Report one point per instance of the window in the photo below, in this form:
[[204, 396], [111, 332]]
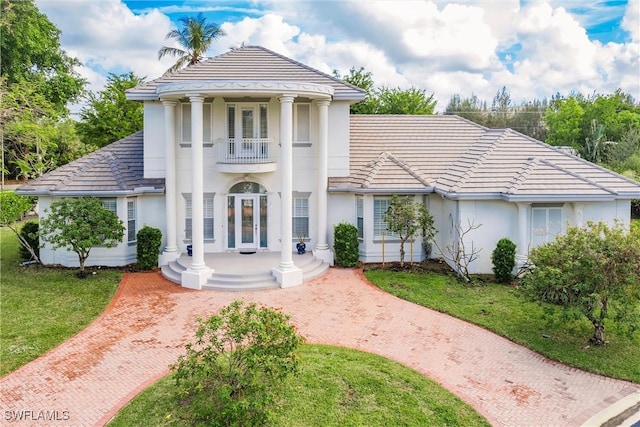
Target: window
[[300, 217], [207, 216], [380, 206], [131, 219], [546, 224], [206, 122], [360, 216], [110, 204], [302, 127]]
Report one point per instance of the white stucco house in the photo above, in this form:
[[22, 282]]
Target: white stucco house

▶ **EXERCISE**:
Reproduce the lines above word for word, but leave out the pictures.

▶ **PROBLEM SOLUTION**:
Report one point per instance of the window in the photo below, in this form:
[[204, 396], [111, 332]]
Target: window
[[300, 217], [207, 216], [380, 206], [131, 219], [546, 224], [206, 122], [360, 216], [110, 204], [302, 127]]
Report one point per instance of the white stucco house in the photo above, in this form:
[[22, 282]]
Target: white stucco house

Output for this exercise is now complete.